Gezeigter Text.
--------------------------------

Die Energie des heiligen Trikots

Es scheint unglaublich, aber wenn Deutschland heute gegen Brasilien im Halbfinale antritt, dann könnte es sogar sein, dass einige Fans der brasilianischen Mannschaft mit dem Herzen etwas bei unserer Elf sind. Rein optisch sehen die in ihren rot-schwarzen Ausweich-Trikots nämlich dem größten Fußball-Club Brasiliens verdammt ähnlich.

 Sehr ähnliche Trikots: links Flamengo, rechts DFB. Fotos: Gab

Sehr ähnliche Trikots: links Flamengo, rechts DFB. Fotos: Gab

Flamengo zählt mehr als 35 Millionen Fans zu seiner Anhängerschaft und die sind über ganz Brasilien verteilt. Dieser Schachzug des Sportartikelherstellers Adidas, der sowohl den brasilianischen Fußballclub als auch die deutsche Mannschaft ausstattet, hat schon im Vorfeld für Sympathien gesorgt. Die neuen Trikots der Deutschen gingen in den Sportshops in Rio weg wie warme Semmeln. Die Kombination aus deutschem Traditionsfußball, den man hier bewundert, gepaart mit den Farben des eigenen Clubs, eine bessere Kombination hätte sich der Markenartikler nicht aussuchen können.

--------------------------------

Vorliegende Datensätze.
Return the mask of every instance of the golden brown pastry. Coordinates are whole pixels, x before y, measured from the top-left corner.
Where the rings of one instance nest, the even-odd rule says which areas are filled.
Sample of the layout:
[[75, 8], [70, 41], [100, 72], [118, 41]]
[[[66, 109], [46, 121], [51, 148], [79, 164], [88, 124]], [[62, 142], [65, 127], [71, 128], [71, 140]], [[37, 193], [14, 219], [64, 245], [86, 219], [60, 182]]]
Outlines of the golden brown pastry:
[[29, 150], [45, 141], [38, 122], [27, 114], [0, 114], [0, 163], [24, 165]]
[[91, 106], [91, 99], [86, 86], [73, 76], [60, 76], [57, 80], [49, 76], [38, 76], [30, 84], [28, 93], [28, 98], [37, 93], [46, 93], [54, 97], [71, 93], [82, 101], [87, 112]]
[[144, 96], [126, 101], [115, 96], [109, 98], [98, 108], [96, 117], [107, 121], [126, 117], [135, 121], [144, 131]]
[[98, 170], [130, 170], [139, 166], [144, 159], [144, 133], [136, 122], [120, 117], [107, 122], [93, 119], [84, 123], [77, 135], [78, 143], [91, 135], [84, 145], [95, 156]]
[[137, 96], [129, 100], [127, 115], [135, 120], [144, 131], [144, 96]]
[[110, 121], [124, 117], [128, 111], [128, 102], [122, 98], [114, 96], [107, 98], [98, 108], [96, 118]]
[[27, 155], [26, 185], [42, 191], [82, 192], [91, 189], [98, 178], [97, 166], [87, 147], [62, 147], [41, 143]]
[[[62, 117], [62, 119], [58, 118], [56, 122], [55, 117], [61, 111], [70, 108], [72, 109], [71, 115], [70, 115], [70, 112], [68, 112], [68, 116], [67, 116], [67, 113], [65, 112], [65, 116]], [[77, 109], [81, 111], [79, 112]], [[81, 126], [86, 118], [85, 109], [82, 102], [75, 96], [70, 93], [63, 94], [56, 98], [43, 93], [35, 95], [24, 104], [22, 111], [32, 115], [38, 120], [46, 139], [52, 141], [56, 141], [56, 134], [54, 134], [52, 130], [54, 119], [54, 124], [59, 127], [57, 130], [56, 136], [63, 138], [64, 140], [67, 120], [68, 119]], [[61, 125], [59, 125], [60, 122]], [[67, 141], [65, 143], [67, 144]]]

--------------------------------

Was zu tun ist.
Führe den Text über das rot-schwarze DFB-Trikot und Flamengo im Anschluss an seinen letzten Satz fort. Die Datensätze stehen in keinem Zusammenhang mit dem Text.

Als Antwort.
Allerdings gibt es bei diesem Sympathie-Geheische auch eine Kehrseite. Mein Freund zum Beispiel ist Botafogo-Fan. Wenn ich ihm statt seines schwarz-weiß gestreiften T-Shirts nun das rot-schwarze Deutschland-Trikot überstreifen wollte, müsste ich das heimlich im Schlaf machen, und ich bin mir sicher, dieser Trikotwechsel würde für schreckliche Albträume sorgen. An einem verdienten Sieg der deutschen Mannschaft hätte der männliche Teil meiner Multikulti-Familie durchaus auch Gefallen finden können. Zumindest sagt er das vor dem Spiel. Dank Adidas würde ein Sieg des falschen Nationalteams in den Trikots des falschen Clubs bei uns zu Hause unter Garantie nur schwer verdaut werden. Und auch in Belo Horizonte, wo die Halbfinalbegegnung heute stattfindet, dürfte mit einigen Buh-Rufen zu rechnen sein, wenn das deutsche Team aufläuft. Der gut gemeinte Gruß in Richtung brasilianisches Fußballpublikum trifft dort nämlich auf den größten Rivalen Flamengos, Atlético-Mineiro.

Ich bin gespannt, welche Verschwörungstheorien nach dem Spiel bemüht werden. Heute scheint es in den brasilianischen Medien jedenfalls kaum etwas Wichtigeres zu geben als das heilige T-Shirt und seine Energie, die es umgibt.

Sabrina Gab, 35, geboren und aufgewachsen in Zweibrücken, reiste ein Jahr um die Welt, bevor sie Rio de Janeiro als neues Zuhause wählte. Dort lebt und arbeitet die ausgebildete Journalistin und Yogalehrerin seit zwei Jahren mit ihrem Partner und dem gemeinsamen Sohn Noah.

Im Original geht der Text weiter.